**TASK ITEM:**
Answer these three questions from the article about the trans sexual health service:
1. In what month and year did the service open?
2. Which three councils are giving it financial support?
3. Who is named as the founder of cliniQ?

A first-of-its kind specialist sexual health service for trans people will be funded for at least two more years after receiving financial support from Southwark, Lambeth and Lewisham councils.
The King’s College Hospital based service is run in partnership with cliniQ, a specialist organisation helping trans and non binary people access sexual health support. Since opening in April 2019 its holistic approach has received positive feedback from patients.
The site provides STI testing and treatment; contraception; cervical screening; hormone testing, injections and advice; sexual assault and hate crime support, housing advice and pre-exposure prophylaxis (PrEP) treatment to prevent HIV transmission.
Although the primary focus of its resident staff – a doctor, nurse, support worker and counsellor – is sexual health, the groundbreaking clinic also works with other agencies including mental health support and social services.
King’s College Hospital NHS Foundation Trust announced the clinic would continue operating on Trans Day of Visibility, March 31.
Dr Michael Brady, a consultant in sexual health and HIV at King’s, and national advisor for LGBT health at NHS England, said: “Patients using our transgender sexual health service have told us that the care we provide helps people feel safe, respected and, in many cases, it changes peoples’ lives.
“Services like this one, delivered by King’s in partnership with cliniQ, provide essential care and support and it’s great to see the commitment from our local authority commissioners in continuing to support this vital service.”
Michelle Ross the founder of cliniQ, said: “cliniQ at King’s is fundamental in establishing trans and non-binary people’s health services in south London and further afield.
“At cliniQ sexual health and HIV are central to our services as are holistic health and wellbeing.
“Trans people are disproportionately affected by all health issues – it is cliniQ’s reason for beginning to change these inequalities.”
The feedback from patients has been overwhelmingly positive.
“It makes me feel relieved that someone is trying to help trans people,” said one patient.
“It’s so hard to transition, regrettably, and this service makes me feel safer.”

**SUPPLIED MATERIAL:**
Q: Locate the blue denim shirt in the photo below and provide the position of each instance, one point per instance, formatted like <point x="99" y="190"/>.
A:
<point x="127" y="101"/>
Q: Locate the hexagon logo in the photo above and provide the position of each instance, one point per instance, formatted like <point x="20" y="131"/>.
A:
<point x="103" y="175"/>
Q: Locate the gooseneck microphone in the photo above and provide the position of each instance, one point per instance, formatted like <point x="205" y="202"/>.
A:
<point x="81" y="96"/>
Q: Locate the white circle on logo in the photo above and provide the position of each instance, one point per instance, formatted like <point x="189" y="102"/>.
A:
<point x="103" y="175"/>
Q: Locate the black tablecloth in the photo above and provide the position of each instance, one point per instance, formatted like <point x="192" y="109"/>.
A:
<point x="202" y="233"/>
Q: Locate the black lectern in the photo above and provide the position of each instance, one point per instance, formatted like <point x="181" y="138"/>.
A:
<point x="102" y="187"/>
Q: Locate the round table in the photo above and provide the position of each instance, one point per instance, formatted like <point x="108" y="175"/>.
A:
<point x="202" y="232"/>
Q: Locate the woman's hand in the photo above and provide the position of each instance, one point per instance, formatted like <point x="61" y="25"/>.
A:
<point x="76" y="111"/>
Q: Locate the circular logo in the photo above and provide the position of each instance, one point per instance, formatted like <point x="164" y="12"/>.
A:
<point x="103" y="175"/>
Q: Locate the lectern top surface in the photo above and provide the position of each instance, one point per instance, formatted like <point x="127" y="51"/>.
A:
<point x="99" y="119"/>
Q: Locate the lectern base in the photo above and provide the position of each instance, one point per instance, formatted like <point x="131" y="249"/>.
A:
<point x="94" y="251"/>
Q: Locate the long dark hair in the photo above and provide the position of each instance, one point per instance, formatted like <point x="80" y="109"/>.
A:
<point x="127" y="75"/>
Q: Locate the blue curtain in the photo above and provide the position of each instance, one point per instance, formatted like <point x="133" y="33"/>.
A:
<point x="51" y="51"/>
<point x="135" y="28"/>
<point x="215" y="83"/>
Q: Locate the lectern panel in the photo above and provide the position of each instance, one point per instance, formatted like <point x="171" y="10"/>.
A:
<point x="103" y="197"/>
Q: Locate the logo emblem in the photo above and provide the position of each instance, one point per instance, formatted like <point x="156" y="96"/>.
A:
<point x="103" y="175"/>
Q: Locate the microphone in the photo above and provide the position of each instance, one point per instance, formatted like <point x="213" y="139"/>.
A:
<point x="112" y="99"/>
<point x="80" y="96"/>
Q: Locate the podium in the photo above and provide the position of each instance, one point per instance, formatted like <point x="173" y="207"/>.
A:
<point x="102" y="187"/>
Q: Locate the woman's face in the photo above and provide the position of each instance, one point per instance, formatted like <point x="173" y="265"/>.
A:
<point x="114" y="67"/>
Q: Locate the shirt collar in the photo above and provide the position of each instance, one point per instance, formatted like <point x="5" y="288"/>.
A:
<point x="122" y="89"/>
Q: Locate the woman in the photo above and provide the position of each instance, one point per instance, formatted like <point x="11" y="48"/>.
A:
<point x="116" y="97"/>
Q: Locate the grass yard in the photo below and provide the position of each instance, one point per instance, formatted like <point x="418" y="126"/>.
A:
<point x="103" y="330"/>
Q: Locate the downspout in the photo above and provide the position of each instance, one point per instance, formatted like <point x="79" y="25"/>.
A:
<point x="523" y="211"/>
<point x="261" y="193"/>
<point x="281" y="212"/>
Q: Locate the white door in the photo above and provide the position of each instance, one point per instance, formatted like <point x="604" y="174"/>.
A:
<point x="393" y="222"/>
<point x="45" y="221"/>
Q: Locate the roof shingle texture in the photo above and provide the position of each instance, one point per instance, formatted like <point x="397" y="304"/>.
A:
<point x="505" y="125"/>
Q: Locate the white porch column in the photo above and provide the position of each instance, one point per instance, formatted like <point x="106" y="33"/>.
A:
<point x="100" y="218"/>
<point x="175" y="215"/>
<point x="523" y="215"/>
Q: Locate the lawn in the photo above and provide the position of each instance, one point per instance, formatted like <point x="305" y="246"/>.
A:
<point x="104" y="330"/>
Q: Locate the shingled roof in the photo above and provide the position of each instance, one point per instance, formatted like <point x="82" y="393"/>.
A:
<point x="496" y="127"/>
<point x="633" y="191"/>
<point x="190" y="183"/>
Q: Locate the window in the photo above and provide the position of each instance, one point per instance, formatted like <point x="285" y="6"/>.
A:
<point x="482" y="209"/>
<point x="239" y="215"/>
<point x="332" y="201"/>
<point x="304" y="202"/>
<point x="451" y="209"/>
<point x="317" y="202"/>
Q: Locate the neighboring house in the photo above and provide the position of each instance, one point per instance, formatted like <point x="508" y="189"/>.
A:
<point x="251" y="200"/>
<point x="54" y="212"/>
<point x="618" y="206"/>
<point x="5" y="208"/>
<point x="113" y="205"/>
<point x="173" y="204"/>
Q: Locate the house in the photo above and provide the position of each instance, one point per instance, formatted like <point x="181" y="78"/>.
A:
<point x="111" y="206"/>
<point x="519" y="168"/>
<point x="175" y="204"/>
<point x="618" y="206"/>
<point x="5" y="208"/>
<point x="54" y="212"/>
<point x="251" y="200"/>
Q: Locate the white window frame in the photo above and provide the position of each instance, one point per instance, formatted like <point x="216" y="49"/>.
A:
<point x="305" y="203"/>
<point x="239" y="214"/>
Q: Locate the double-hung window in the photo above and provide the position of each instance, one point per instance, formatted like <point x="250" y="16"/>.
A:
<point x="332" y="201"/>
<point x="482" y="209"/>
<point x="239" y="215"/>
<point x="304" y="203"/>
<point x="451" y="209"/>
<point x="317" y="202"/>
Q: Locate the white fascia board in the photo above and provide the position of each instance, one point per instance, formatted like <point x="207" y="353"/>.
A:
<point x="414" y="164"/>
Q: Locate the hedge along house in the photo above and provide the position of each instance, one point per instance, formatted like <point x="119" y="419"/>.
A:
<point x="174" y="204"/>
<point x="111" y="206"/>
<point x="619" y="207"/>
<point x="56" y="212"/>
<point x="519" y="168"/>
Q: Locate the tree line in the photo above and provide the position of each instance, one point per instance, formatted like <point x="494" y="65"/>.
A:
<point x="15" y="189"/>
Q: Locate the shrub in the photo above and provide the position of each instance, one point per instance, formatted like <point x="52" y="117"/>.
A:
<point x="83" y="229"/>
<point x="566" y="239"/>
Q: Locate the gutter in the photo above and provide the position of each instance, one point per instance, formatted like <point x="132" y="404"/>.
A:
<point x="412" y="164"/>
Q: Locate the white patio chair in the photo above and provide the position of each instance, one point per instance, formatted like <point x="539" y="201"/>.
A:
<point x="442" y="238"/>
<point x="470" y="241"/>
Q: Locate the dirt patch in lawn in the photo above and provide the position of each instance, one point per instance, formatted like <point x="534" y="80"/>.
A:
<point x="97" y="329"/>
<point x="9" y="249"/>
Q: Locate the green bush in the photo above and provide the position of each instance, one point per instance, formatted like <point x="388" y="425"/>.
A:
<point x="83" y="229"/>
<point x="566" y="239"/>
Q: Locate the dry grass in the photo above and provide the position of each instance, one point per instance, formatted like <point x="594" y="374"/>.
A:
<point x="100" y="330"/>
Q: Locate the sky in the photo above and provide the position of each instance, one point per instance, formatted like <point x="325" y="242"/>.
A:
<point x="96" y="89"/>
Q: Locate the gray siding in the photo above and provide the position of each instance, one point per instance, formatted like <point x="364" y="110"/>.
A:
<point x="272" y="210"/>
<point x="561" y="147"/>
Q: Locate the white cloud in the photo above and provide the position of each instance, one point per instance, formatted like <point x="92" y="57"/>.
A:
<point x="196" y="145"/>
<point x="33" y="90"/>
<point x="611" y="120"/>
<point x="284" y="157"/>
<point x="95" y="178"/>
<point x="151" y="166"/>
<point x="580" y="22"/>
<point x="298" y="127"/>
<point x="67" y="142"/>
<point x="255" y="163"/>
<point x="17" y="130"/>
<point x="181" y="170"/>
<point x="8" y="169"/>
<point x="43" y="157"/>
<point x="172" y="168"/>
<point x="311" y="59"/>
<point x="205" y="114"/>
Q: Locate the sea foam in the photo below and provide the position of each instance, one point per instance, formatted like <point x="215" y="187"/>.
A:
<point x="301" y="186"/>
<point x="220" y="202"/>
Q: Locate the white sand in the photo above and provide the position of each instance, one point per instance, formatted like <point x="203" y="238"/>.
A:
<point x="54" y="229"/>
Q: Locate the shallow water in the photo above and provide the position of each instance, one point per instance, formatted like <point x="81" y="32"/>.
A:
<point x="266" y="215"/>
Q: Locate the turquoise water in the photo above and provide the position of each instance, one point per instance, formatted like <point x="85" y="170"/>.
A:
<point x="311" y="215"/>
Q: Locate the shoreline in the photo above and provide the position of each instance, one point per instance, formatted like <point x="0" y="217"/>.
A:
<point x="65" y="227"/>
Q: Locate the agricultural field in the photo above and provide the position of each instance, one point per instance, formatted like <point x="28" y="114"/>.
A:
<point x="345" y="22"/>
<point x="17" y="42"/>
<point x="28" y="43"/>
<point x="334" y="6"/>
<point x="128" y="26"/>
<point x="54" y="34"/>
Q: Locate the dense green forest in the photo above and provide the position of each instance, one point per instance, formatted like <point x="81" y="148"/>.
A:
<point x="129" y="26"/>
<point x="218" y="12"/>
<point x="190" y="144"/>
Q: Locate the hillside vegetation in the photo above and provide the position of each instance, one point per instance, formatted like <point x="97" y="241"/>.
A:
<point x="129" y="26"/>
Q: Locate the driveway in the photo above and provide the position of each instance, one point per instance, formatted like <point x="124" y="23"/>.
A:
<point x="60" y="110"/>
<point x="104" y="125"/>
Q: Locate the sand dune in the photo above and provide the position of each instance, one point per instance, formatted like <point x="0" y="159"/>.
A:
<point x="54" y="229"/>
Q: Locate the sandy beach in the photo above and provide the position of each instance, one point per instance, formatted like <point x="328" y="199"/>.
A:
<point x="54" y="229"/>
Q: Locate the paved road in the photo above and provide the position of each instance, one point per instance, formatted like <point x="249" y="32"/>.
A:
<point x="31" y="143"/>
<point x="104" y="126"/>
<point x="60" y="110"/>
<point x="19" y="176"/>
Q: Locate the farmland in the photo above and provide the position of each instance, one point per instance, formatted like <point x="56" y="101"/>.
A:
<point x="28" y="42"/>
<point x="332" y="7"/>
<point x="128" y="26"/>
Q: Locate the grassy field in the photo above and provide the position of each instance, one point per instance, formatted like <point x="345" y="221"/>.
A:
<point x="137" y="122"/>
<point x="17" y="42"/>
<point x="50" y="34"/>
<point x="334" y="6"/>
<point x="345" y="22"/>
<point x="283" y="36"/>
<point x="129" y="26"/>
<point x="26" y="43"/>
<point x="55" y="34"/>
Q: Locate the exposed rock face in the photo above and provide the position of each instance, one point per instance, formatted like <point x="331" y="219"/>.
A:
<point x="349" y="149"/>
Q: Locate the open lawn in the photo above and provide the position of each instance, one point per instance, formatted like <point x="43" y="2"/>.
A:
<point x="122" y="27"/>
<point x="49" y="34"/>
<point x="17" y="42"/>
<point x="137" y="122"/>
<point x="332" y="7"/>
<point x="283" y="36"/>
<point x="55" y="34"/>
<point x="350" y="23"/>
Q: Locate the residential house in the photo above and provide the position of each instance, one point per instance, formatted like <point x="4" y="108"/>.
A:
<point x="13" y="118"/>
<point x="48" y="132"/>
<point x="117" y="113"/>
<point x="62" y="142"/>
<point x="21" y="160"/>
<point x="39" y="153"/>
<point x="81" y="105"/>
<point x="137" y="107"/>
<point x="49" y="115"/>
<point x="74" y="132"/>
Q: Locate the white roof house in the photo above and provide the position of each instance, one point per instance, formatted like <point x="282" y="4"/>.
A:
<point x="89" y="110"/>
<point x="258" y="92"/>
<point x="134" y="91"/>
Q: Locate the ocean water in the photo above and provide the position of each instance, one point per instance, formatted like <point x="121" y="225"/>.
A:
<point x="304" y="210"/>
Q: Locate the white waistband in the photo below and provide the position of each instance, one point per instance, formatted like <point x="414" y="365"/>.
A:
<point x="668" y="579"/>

**RESPONSE FOR THIS EXERCISE:**
1. April 2019
2. Southwark, Lambeth and Lewisham
3. Michelle Ross